Go through the data below and copy each line where the word "dirt" occurs.
═══ DATA RECORDS
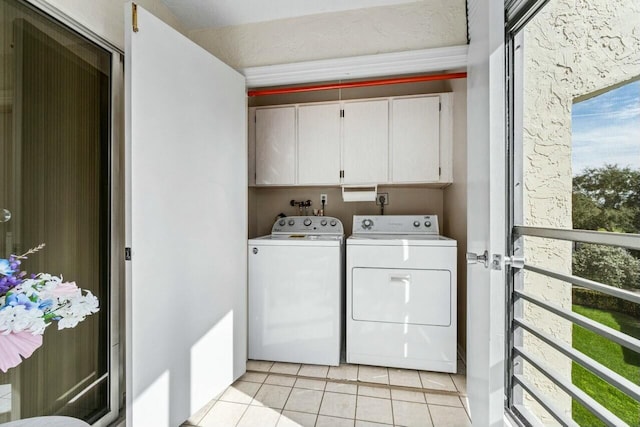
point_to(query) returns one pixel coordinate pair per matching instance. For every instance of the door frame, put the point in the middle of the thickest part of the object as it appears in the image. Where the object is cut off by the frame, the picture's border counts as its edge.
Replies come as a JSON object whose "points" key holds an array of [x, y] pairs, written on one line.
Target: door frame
{"points": [[116, 197]]}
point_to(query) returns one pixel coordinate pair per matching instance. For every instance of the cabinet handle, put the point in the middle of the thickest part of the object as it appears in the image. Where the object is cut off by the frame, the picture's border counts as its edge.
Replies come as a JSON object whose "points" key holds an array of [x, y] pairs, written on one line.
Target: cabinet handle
{"points": [[405, 278]]}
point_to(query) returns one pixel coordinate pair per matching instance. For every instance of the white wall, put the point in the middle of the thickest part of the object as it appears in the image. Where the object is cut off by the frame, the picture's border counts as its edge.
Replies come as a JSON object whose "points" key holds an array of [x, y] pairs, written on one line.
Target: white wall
{"points": [[418, 25]]}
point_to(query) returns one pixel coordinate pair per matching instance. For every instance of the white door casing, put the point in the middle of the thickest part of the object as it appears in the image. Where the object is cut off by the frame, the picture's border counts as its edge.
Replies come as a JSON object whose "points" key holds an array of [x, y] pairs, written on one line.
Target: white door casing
{"points": [[186, 180], [486, 198]]}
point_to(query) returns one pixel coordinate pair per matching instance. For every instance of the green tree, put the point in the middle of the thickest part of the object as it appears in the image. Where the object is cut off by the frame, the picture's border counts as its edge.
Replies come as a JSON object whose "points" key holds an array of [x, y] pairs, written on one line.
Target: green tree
{"points": [[606, 264], [607, 198]]}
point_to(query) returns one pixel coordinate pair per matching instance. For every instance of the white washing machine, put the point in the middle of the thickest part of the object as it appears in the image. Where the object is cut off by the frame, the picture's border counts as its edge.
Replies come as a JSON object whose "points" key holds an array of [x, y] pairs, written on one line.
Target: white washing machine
{"points": [[401, 293], [296, 288]]}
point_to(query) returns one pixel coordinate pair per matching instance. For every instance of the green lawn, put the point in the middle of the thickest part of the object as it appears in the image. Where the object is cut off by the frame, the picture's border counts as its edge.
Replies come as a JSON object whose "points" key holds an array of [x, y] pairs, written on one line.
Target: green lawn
{"points": [[615, 357]]}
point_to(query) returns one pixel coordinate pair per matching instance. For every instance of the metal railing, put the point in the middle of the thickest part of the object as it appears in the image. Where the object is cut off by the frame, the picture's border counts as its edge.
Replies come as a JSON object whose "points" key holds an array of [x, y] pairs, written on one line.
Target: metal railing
{"points": [[520, 325]]}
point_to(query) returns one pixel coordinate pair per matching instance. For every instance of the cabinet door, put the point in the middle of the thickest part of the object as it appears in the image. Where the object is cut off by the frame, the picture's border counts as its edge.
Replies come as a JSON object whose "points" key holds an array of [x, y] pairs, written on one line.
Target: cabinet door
{"points": [[319, 144], [366, 142], [275, 146], [415, 140]]}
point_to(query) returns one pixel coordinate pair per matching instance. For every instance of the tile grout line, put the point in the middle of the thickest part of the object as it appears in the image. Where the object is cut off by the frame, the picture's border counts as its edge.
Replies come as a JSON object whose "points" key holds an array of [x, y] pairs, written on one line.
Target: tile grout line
{"points": [[457, 392]]}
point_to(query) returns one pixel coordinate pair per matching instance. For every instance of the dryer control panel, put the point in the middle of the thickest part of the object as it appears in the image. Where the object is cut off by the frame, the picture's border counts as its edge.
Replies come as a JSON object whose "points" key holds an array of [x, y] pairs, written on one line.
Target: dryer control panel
{"points": [[396, 224], [308, 225]]}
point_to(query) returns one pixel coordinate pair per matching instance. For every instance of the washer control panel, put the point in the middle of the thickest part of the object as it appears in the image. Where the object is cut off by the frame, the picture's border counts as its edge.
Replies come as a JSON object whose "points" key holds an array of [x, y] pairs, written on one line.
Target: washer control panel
{"points": [[308, 225], [396, 224]]}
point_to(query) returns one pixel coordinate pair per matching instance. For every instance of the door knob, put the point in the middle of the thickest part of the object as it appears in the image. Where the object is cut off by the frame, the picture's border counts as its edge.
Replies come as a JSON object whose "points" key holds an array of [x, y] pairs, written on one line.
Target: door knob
{"points": [[5, 215], [473, 258]]}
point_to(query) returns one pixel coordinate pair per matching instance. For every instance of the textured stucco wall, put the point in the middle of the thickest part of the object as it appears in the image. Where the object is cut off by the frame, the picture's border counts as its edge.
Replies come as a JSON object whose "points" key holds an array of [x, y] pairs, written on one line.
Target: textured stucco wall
{"points": [[106, 17], [572, 48], [419, 25]]}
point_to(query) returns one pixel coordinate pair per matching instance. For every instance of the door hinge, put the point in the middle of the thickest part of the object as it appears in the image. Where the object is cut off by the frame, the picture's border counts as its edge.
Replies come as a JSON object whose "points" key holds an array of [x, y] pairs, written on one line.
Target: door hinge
{"points": [[474, 258], [516, 262], [134, 17]]}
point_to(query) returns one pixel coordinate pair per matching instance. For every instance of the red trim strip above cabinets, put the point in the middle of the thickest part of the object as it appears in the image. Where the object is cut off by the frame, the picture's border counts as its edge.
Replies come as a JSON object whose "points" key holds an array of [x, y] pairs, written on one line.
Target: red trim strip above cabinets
{"points": [[329, 86]]}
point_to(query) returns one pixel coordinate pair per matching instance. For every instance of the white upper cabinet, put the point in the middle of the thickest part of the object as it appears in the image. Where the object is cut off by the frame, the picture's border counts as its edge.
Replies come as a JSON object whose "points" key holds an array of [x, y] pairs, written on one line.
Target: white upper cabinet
{"points": [[275, 130], [395, 140], [365, 143], [319, 144], [415, 140]]}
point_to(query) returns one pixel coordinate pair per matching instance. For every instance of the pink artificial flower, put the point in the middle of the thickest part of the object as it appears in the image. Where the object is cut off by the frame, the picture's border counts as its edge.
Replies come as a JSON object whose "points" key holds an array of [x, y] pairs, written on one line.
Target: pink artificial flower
{"points": [[65, 289], [16, 344]]}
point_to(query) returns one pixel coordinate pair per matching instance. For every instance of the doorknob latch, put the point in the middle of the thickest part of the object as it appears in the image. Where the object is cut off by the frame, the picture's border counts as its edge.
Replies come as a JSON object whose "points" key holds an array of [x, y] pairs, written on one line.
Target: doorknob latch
{"points": [[496, 260], [474, 258]]}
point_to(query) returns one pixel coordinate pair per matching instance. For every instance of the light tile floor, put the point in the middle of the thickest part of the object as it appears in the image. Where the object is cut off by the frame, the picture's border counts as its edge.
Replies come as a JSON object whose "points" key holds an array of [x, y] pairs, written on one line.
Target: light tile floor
{"points": [[293, 395]]}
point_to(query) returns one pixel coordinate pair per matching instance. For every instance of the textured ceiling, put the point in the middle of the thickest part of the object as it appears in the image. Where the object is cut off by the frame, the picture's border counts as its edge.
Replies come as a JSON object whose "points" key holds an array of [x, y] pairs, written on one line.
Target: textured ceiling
{"points": [[199, 14]]}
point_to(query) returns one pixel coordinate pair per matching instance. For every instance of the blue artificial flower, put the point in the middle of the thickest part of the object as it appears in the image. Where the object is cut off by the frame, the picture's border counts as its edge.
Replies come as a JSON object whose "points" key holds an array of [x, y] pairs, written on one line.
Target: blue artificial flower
{"points": [[20, 299], [5, 267], [45, 304]]}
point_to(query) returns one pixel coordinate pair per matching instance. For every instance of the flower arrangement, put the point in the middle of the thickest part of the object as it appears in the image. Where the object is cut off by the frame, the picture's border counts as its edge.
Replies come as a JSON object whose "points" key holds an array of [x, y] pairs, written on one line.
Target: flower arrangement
{"points": [[30, 303]]}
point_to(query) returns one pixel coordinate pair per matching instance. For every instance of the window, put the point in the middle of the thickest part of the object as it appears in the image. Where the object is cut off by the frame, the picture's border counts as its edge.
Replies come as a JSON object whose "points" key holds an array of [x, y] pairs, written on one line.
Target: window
{"points": [[574, 351]]}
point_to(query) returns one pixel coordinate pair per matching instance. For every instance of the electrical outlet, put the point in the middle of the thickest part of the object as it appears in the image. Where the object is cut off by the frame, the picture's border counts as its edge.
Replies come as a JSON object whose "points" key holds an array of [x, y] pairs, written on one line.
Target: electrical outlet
{"points": [[382, 199]]}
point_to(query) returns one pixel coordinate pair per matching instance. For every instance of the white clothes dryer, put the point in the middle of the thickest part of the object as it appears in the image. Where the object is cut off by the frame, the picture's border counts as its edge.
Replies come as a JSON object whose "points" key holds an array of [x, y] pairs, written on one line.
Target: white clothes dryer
{"points": [[401, 293], [296, 288]]}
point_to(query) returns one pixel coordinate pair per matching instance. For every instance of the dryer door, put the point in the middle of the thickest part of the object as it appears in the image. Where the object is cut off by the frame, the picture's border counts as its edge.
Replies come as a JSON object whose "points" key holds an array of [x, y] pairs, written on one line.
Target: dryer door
{"points": [[405, 296]]}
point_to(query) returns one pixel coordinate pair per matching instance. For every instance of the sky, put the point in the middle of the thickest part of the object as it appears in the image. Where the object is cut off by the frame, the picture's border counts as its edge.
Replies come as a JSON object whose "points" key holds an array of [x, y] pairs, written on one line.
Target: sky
{"points": [[606, 129]]}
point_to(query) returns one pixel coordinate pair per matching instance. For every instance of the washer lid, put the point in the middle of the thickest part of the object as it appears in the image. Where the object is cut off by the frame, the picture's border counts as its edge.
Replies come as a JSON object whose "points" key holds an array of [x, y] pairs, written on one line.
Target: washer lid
{"points": [[297, 240], [303, 225]]}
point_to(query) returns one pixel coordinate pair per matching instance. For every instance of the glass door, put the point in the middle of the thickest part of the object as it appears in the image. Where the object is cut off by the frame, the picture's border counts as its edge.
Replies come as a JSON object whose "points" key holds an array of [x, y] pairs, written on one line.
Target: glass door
{"points": [[55, 133]]}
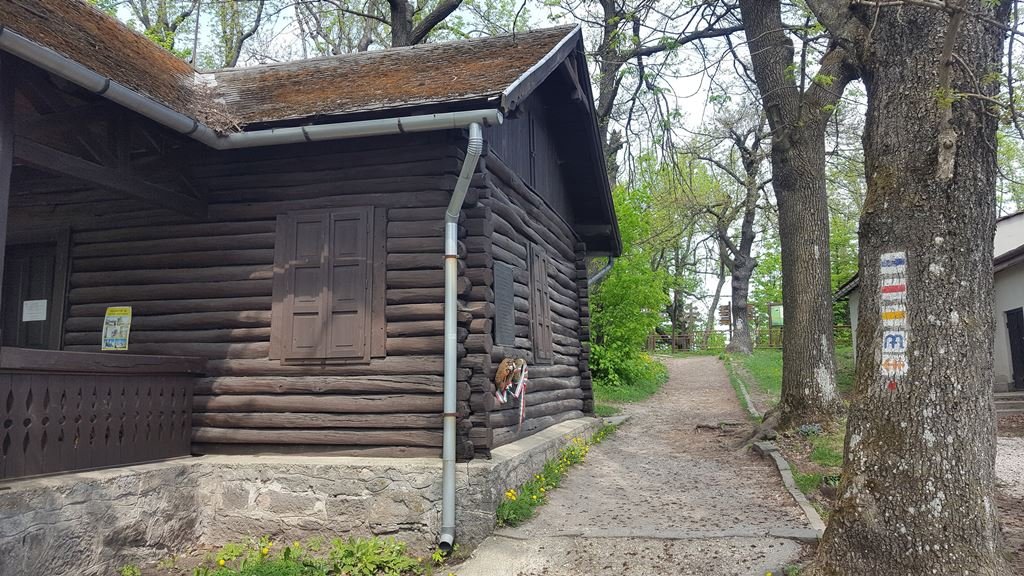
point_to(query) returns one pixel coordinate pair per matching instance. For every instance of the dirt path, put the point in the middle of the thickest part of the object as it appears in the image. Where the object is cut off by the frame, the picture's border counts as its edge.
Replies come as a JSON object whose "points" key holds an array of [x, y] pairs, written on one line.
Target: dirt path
══════
→ **RESPONSE BELOW**:
point_to(query) returns one pixel coordinate pair per matching instance. For every instance of the dirt path, put the point in the middle of the thickest part of the object as it appears in the image. Where the object is cut off by the frame, the picture's border counts as its edge.
Target: dirt path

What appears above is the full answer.